+++ ARBEITSDATEN

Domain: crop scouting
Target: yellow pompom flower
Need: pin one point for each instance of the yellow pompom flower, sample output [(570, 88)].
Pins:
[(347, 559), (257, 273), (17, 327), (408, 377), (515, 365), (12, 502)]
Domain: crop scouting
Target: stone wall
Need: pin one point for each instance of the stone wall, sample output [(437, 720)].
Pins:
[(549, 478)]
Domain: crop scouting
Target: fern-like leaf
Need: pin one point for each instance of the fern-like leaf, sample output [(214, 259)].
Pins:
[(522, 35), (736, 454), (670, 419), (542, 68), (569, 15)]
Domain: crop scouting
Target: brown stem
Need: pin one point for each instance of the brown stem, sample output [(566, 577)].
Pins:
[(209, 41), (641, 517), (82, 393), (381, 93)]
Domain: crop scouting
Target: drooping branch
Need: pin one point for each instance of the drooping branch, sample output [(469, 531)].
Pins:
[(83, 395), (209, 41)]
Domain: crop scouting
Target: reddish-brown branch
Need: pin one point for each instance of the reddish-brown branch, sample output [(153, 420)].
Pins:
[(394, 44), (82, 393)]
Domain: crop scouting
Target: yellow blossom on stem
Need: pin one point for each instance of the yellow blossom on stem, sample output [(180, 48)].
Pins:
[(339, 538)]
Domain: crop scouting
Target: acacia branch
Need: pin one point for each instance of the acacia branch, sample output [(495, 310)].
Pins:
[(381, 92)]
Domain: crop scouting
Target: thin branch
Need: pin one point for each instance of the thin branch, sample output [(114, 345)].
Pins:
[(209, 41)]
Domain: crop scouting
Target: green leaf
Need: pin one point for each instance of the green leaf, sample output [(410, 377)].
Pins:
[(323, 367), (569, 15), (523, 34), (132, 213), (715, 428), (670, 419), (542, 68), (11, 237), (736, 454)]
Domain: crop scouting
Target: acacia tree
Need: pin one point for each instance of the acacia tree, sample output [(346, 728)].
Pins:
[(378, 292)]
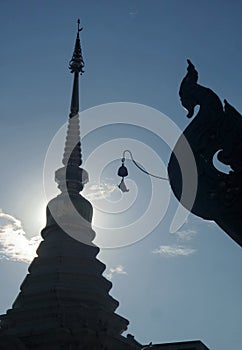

++++++

ZIEL DER ÜBUNG ▸ Gib alles vom Anfang der Datensätze bis einschließlich der Zeile mit „[(522, 35), (736, 454), (670, 419), (542, 68), (569, 15)]“ erneut aus und setze dabei „plant survey“ an die Stelle von „crop scouting“. Alles andere bleibt unverändert.

ERGEBNIS DER AUFGABE ▸
Domain: plant survey
Target: yellow pompom flower
Need: pin one point for each instance of the yellow pompom flower, sample output [(570, 88)].
Pins:
[(347, 559), (257, 273), (17, 327), (408, 377), (515, 365), (12, 502)]
Domain: plant survey
Target: stone wall
Need: pin one point for each instance of the stone wall, sample output [(437, 720)].
Pins:
[(549, 478)]
Domain: plant survey
Target: fern-like leaf
Need: pin one point for each instance of the fern-like leaf, sample output [(214, 259)].
Pins:
[(522, 35), (736, 454), (670, 419), (542, 68), (569, 15)]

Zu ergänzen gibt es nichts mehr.